**** Document passage ****
Data Masking Techniques in Azure Data Platform | HCLTech

Data Masking Techniques in Azure Data Platform

Data Masking Techniques in Azure Data Platform
October 14, 2022

In today’s world, data is the new oil. Data is everywhere and keeps growing exponentially. Hence it is essential to protect sensitive data in a controlled way. Data breaches and cyberattacks can cause devastating damage to any organization.

According to Forbes (reference cited below), one of the major hotels in the UK faced data leakage while using a third-party application, affecting almost 339 million hotel guests. This caused a hefty penalty of 18.4 million pounds to the company as it failed to comply with General Data Protection Regulation (GDPR) requirements.

So, organizations must proactively protect their data and regularly update their protective measures.  Even access management of employees within the organization must be structurally controlled to avoid any data leakage.

With security compliance and data privacy regulations moving to the forefront of concerns, it becomes a mandatory requirement and compliance to keep Personally Identifiable Information (PII) data safe on the public cloud platform.

Data privacy legislation such as GDPR promotes data masking. The average cost of a data breach is $4 million, which motivates companies to invest in information security solutions such as data masking, which can be relatively cheaper to implement than some other encryption solutions.

In this article, we will discuss different approaches to implementing data masking on the Azure data platform based on the customer requirement and PII sensitivity of data.

“Data masking is replacing high-value data items with low-value tokens partially or fully” – Gartner.
**** Material provided ****
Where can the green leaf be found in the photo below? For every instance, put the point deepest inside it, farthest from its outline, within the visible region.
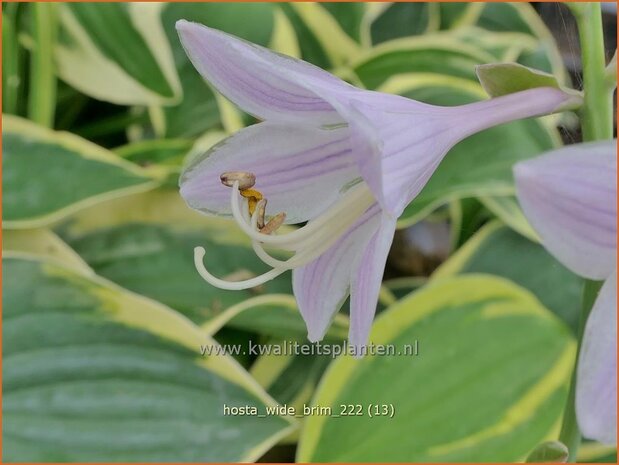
(477, 165)
(168, 152)
(458, 14)
(48, 175)
(273, 315)
(12, 82)
(506, 78)
(42, 94)
(477, 392)
(337, 45)
(506, 208)
(436, 54)
(45, 244)
(497, 250)
(145, 243)
(505, 17)
(92, 373)
(198, 111)
(348, 15)
(311, 48)
(117, 52)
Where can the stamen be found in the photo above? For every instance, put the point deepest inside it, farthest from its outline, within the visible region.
(274, 223)
(245, 179)
(198, 257)
(260, 210)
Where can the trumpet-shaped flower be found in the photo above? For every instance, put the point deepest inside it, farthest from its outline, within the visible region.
(345, 160)
(570, 198)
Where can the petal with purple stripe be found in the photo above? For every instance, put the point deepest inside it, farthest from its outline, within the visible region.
(321, 287)
(596, 385)
(299, 169)
(262, 82)
(570, 198)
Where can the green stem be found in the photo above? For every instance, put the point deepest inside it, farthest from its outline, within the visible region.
(42, 97)
(596, 117)
(597, 110)
(570, 433)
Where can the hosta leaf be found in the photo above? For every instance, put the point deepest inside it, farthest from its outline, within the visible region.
(522, 18)
(145, 243)
(117, 52)
(273, 315)
(93, 373)
(458, 14)
(348, 15)
(339, 47)
(47, 175)
(311, 48)
(497, 250)
(477, 392)
(44, 243)
(506, 208)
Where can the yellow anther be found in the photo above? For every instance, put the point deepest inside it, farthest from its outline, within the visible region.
(246, 180)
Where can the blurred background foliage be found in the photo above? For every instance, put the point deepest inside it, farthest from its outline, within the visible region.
(104, 313)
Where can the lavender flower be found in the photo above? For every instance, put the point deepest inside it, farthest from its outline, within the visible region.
(570, 198)
(345, 160)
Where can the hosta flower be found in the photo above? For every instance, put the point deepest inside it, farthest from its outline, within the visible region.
(570, 198)
(345, 160)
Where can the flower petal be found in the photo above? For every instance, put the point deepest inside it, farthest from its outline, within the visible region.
(596, 388)
(366, 283)
(399, 142)
(263, 83)
(321, 287)
(299, 169)
(570, 198)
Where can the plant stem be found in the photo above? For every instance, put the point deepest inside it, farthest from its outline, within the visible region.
(596, 117)
(42, 96)
(597, 110)
(570, 433)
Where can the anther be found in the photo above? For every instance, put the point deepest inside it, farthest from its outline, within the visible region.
(261, 208)
(245, 179)
(274, 223)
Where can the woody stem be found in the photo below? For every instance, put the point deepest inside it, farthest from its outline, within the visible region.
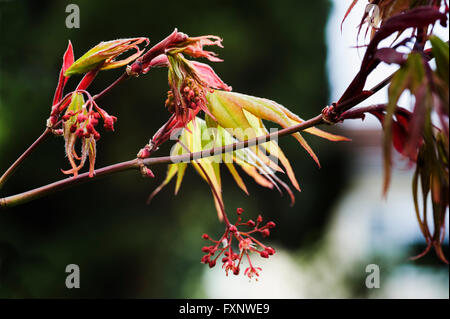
(36, 193)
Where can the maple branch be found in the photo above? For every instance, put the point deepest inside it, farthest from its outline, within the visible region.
(47, 132)
(39, 192)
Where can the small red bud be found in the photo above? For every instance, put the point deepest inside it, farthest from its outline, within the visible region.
(79, 133)
(270, 224)
(270, 250)
(206, 249)
(205, 259)
(251, 223)
(143, 153)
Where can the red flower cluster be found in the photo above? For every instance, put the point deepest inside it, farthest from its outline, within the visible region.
(246, 242)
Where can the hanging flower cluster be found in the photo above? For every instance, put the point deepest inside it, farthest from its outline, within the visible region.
(79, 117)
(232, 259)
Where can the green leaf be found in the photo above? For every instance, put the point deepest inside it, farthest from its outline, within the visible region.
(440, 51)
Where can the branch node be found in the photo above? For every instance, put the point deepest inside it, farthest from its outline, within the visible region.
(329, 114)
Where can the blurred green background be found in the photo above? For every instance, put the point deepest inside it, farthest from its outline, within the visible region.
(124, 247)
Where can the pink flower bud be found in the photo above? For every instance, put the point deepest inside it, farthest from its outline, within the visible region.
(270, 250)
(232, 229)
(270, 224)
(251, 223)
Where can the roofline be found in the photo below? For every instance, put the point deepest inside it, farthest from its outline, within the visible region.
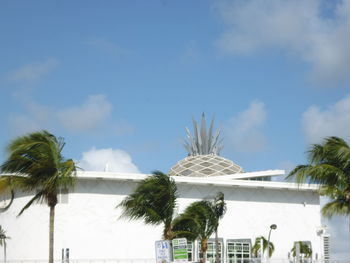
(251, 174)
(227, 182)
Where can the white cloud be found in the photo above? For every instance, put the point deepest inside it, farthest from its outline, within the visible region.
(297, 26)
(89, 116)
(242, 132)
(318, 123)
(33, 72)
(116, 160)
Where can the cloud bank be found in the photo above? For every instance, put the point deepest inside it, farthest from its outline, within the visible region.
(315, 31)
(112, 160)
(243, 132)
(318, 123)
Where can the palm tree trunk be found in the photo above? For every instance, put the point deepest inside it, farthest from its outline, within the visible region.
(51, 233)
(203, 253)
(4, 251)
(217, 258)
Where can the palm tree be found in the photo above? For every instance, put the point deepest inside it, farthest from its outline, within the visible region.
(154, 201)
(329, 166)
(3, 238)
(304, 249)
(199, 221)
(256, 250)
(219, 207)
(36, 164)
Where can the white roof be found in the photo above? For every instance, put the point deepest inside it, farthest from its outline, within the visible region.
(235, 180)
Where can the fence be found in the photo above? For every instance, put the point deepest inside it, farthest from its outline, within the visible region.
(154, 261)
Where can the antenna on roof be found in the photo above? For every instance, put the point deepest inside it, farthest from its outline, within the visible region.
(203, 142)
(106, 167)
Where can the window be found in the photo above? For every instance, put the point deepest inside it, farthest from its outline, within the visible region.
(62, 197)
(212, 251)
(326, 248)
(190, 251)
(238, 250)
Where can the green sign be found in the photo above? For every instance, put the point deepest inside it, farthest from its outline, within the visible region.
(180, 249)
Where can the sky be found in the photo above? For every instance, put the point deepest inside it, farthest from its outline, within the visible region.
(120, 80)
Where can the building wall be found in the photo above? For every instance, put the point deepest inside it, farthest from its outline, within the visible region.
(90, 227)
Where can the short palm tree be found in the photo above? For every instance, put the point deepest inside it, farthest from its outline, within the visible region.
(3, 238)
(154, 201)
(256, 250)
(329, 166)
(35, 164)
(304, 249)
(199, 221)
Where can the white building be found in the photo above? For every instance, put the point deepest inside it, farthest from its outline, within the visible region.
(87, 221)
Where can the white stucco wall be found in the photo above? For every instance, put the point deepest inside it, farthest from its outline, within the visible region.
(89, 226)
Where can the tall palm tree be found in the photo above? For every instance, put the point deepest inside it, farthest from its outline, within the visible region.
(329, 166)
(256, 250)
(3, 238)
(219, 207)
(199, 221)
(154, 201)
(36, 164)
(304, 249)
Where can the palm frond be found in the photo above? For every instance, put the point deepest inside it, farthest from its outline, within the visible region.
(336, 207)
(154, 200)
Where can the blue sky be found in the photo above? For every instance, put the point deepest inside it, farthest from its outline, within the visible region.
(120, 80)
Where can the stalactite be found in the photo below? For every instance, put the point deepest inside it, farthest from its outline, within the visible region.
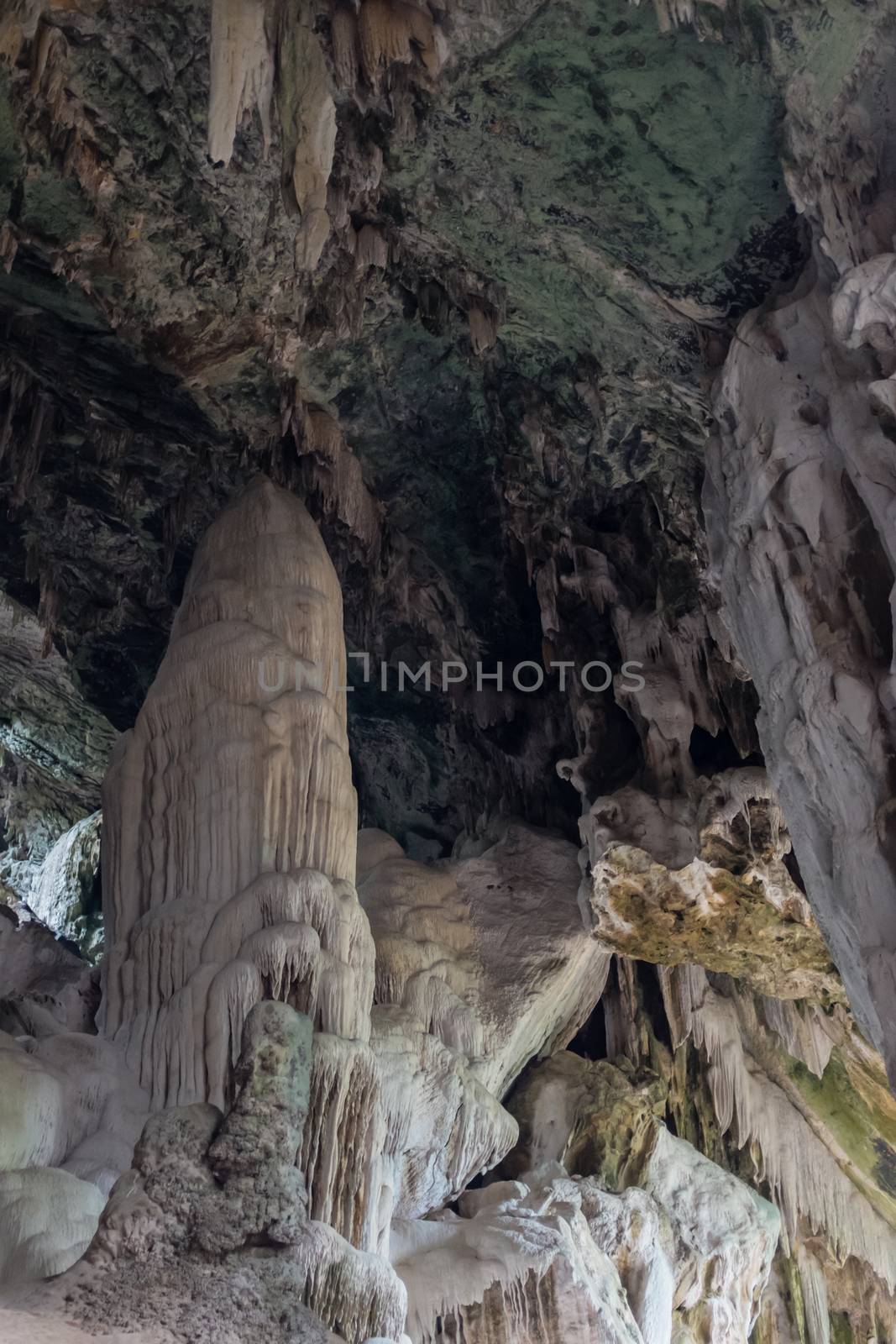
(242, 73)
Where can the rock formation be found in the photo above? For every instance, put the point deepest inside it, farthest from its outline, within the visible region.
(470, 423)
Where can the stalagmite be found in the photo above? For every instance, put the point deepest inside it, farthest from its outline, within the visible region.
(226, 864)
(47, 1218)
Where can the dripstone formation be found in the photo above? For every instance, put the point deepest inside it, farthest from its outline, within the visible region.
(354, 355)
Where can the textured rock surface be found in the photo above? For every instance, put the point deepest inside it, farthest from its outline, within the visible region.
(63, 894)
(459, 277)
(725, 900)
(49, 1221)
(799, 507)
(490, 953)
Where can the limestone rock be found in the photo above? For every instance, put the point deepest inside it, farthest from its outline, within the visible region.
(691, 1223)
(701, 878)
(43, 980)
(249, 900)
(212, 1214)
(49, 1220)
(490, 953)
(519, 1267)
(67, 1101)
(63, 893)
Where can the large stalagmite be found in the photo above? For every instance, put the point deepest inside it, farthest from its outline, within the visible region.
(231, 816)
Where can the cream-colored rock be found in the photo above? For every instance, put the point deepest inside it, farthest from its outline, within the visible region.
(519, 1268)
(67, 1101)
(62, 893)
(230, 813)
(810, 1176)
(701, 878)
(799, 503)
(694, 1243)
(47, 1221)
(490, 953)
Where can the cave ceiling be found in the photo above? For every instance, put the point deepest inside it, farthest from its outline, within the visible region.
(535, 265)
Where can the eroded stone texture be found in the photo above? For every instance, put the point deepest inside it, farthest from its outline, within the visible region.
(799, 507)
(692, 1242)
(490, 953)
(701, 878)
(207, 1233)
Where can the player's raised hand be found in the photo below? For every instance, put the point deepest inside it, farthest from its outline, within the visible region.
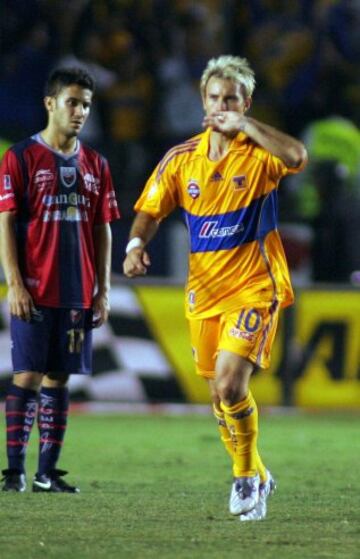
(136, 263)
(20, 302)
(227, 122)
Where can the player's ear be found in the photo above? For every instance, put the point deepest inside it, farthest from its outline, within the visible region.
(247, 103)
(49, 103)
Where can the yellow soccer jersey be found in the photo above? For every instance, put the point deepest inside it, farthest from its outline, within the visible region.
(230, 209)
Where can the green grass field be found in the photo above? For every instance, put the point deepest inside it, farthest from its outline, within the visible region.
(157, 487)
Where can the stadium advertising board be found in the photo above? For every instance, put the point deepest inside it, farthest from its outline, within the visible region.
(143, 353)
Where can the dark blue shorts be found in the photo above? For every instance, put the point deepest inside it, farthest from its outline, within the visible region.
(55, 340)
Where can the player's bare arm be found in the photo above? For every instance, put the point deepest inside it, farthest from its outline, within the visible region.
(20, 301)
(103, 242)
(290, 150)
(142, 231)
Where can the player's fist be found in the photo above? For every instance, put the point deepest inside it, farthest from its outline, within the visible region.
(136, 263)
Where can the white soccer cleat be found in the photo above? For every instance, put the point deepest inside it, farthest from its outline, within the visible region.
(244, 494)
(259, 511)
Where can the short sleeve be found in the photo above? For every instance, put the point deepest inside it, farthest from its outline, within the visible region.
(107, 208)
(11, 182)
(276, 168)
(160, 196)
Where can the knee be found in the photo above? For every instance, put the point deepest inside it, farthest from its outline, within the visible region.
(231, 387)
(55, 380)
(28, 380)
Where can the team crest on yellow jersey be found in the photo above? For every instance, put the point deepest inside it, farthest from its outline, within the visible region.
(193, 189)
(240, 182)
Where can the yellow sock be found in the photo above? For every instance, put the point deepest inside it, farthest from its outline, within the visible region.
(224, 431)
(242, 423)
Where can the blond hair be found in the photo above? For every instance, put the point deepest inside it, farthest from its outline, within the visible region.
(229, 67)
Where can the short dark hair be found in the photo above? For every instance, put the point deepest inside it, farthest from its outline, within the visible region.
(63, 77)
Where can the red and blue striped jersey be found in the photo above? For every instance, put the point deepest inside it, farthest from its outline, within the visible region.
(58, 200)
(230, 209)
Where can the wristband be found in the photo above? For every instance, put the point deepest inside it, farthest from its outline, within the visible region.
(136, 242)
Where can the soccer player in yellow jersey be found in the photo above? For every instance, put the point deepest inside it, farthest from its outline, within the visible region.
(226, 182)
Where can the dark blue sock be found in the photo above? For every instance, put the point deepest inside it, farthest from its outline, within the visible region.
(52, 421)
(20, 412)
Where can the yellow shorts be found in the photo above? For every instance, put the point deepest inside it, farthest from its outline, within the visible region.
(249, 333)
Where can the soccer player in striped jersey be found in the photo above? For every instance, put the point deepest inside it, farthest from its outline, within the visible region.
(226, 182)
(56, 204)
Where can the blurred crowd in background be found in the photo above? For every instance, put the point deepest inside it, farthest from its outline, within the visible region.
(147, 57)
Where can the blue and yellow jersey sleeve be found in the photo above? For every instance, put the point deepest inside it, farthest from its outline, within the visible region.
(236, 256)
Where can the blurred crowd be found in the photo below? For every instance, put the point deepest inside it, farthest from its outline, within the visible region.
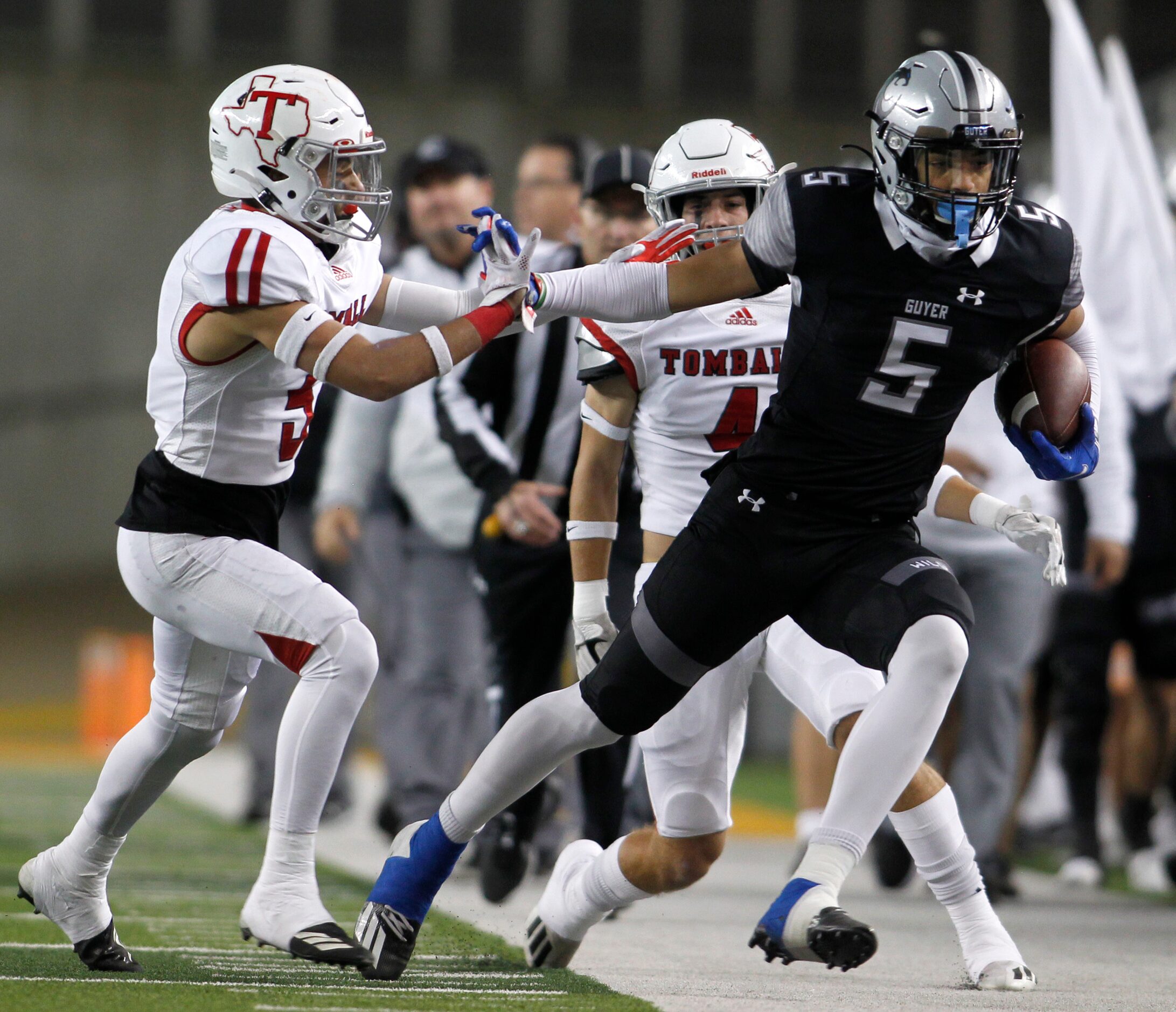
(441, 515)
****
Work instructions:
Could you recast the paragraph of the data masking article that begins "Data privacy legislation such as GDPR" as a short bulleted list that keeps its main facts? The listing has nothing to do with the data masking article.

Result:
- Data privacy laws such as GDPR promote data masking.
- A data breach costs $4 million on average.
- That cost drives companies to invest in security solutions like data masking.
- Data masking can be cheaper to implement than some other encryption solutions.